## Work to complete
From the entries that follow, reproduce exactly and only the lines from the line with "66L3 67V86L249 96L250" to the line with "positive clicks: (51, 96) (13, 87)", endpoints included.

## Data shown

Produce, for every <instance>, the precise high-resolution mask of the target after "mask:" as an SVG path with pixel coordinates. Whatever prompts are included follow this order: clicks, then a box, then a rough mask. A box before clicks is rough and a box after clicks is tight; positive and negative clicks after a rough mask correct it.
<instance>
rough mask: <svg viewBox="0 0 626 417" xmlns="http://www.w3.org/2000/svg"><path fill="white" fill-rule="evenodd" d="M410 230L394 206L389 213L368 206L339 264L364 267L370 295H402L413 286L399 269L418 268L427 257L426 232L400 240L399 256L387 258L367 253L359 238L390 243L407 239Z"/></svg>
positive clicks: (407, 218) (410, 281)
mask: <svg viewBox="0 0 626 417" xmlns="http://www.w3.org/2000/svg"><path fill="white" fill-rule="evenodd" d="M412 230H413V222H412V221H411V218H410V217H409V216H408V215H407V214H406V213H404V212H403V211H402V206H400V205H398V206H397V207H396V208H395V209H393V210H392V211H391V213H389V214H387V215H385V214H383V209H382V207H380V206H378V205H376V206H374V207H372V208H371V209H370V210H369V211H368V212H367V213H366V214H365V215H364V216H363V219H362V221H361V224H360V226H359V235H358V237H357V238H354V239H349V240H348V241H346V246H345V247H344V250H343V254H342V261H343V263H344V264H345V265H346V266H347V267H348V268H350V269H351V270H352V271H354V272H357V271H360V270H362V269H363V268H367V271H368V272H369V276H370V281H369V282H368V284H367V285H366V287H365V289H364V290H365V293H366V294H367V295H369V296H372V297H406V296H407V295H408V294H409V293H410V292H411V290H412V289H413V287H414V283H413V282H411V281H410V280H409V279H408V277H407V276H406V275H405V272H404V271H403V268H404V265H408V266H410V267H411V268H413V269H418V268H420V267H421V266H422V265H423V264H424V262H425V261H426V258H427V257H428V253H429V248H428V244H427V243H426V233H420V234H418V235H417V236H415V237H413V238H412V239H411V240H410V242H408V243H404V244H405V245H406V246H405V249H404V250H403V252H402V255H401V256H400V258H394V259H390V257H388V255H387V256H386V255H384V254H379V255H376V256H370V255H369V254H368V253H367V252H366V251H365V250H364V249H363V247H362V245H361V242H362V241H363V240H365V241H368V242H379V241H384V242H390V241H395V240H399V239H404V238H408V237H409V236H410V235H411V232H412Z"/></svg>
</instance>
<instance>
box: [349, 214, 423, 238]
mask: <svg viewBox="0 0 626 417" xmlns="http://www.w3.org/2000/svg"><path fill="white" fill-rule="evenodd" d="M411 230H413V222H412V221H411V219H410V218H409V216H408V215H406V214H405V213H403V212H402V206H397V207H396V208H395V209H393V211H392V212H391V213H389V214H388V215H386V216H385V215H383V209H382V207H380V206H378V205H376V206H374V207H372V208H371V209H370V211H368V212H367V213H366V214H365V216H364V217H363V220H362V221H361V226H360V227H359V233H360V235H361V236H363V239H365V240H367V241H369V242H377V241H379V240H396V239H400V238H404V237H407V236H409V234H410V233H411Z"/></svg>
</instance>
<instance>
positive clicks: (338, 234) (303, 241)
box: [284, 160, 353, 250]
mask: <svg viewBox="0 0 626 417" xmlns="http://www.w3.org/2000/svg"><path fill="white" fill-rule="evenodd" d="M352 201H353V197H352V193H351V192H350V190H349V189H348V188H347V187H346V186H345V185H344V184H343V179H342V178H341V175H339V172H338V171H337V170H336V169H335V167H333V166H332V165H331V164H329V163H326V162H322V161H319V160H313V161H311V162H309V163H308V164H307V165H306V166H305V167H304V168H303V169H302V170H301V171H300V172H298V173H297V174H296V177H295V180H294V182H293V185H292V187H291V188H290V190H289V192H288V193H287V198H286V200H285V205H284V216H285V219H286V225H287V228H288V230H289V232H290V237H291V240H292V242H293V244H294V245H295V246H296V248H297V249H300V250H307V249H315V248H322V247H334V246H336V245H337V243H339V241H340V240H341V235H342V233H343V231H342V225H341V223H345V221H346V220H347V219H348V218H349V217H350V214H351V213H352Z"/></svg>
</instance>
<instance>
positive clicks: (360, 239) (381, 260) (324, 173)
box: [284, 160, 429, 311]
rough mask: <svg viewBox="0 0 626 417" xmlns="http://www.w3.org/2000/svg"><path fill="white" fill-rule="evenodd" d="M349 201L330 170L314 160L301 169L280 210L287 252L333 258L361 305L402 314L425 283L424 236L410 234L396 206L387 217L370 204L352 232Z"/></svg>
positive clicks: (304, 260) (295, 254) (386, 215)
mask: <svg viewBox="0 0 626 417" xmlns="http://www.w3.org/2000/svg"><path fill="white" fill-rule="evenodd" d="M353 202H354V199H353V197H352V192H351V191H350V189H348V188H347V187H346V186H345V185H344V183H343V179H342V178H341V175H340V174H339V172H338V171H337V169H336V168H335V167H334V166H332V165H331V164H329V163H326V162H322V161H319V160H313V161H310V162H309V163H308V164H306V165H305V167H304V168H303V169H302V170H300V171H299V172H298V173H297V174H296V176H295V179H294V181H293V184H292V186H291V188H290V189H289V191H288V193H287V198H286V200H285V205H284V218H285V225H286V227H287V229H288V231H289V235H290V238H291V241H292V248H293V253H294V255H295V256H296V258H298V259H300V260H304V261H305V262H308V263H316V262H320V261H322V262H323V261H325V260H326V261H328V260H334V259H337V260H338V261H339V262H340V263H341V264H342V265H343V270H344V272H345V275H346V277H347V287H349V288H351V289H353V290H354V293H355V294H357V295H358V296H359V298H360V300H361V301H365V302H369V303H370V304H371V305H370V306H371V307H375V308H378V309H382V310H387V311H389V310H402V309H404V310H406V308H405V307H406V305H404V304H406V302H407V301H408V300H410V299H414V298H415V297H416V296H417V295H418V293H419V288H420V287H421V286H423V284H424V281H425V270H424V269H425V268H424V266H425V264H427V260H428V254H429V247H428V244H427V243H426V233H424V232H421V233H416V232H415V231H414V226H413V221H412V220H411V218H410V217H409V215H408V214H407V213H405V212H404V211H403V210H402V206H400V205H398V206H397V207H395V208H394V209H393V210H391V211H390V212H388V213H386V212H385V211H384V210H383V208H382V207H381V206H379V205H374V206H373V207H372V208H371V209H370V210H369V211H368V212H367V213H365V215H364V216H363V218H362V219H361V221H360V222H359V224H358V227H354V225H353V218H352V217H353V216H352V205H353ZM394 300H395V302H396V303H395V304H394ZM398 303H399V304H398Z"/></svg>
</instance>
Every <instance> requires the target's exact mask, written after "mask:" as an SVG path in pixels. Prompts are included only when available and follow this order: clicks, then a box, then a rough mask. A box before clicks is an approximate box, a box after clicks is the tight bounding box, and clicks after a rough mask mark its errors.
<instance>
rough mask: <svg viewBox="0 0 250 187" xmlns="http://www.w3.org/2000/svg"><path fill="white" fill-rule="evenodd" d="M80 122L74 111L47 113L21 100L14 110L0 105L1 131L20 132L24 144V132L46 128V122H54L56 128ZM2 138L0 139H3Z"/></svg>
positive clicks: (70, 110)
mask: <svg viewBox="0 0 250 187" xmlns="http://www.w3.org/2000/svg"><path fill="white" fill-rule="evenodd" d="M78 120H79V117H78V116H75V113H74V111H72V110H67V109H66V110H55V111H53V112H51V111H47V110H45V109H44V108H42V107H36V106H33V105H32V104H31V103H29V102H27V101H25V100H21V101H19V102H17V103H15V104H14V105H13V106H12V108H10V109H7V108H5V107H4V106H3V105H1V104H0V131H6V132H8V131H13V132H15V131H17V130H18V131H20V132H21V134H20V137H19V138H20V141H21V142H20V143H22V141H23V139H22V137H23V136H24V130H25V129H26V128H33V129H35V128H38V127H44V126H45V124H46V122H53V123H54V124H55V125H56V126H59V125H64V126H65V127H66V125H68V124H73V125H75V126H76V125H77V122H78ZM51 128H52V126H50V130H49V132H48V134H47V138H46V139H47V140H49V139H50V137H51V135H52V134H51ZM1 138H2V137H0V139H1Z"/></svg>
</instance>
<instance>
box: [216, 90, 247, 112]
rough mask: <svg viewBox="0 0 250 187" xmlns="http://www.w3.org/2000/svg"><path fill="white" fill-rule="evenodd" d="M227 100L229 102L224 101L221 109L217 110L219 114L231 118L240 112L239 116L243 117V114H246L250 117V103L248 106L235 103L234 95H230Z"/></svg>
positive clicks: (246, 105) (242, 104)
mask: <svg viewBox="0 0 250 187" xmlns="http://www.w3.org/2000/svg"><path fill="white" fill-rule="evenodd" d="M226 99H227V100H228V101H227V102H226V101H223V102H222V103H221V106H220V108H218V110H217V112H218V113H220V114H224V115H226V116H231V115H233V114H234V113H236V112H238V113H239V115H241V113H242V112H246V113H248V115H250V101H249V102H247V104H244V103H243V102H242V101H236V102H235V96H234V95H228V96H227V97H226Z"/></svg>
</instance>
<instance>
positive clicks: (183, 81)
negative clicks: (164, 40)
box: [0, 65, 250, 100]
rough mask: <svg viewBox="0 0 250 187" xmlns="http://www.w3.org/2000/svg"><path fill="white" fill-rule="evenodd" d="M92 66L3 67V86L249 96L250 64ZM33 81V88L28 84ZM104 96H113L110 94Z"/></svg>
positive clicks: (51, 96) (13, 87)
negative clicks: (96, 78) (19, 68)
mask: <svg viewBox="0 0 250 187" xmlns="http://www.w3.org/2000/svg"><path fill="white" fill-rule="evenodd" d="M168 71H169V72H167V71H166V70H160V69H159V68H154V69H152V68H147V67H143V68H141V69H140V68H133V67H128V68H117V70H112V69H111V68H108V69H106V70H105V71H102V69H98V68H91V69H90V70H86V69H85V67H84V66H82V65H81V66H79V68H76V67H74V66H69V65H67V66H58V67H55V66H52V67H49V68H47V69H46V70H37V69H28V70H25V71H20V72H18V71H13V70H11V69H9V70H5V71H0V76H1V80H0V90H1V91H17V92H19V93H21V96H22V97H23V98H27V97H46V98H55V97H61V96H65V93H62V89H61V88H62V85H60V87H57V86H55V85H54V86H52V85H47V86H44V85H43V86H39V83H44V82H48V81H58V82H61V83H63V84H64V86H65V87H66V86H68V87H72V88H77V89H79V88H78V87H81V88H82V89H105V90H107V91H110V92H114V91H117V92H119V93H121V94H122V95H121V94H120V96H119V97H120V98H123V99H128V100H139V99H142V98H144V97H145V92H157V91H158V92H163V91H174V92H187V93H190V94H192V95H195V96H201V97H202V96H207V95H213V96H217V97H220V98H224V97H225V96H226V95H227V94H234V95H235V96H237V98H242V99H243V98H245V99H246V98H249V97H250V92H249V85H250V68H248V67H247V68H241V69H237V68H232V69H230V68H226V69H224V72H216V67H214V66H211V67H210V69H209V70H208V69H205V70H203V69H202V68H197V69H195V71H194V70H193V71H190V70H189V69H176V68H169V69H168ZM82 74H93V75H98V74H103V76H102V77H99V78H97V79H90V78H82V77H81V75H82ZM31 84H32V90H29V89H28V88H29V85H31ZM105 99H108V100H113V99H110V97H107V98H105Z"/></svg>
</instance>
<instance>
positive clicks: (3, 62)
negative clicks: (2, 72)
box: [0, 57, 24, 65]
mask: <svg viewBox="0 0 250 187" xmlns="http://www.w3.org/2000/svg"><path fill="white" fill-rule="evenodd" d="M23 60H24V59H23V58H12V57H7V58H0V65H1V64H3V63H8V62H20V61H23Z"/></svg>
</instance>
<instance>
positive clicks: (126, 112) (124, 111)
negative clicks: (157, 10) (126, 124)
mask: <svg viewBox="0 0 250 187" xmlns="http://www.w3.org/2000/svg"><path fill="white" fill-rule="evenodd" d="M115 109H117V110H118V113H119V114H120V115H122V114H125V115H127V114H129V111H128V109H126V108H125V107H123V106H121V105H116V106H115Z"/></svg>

## Task solution
rough mask: <svg viewBox="0 0 250 187" xmlns="http://www.w3.org/2000/svg"><path fill="white" fill-rule="evenodd" d="M92 66L3 67V86L249 96L250 64ZM33 81V88L28 84ZM104 96H113L110 94Z"/></svg>
positive clicks: (51, 96) (13, 87)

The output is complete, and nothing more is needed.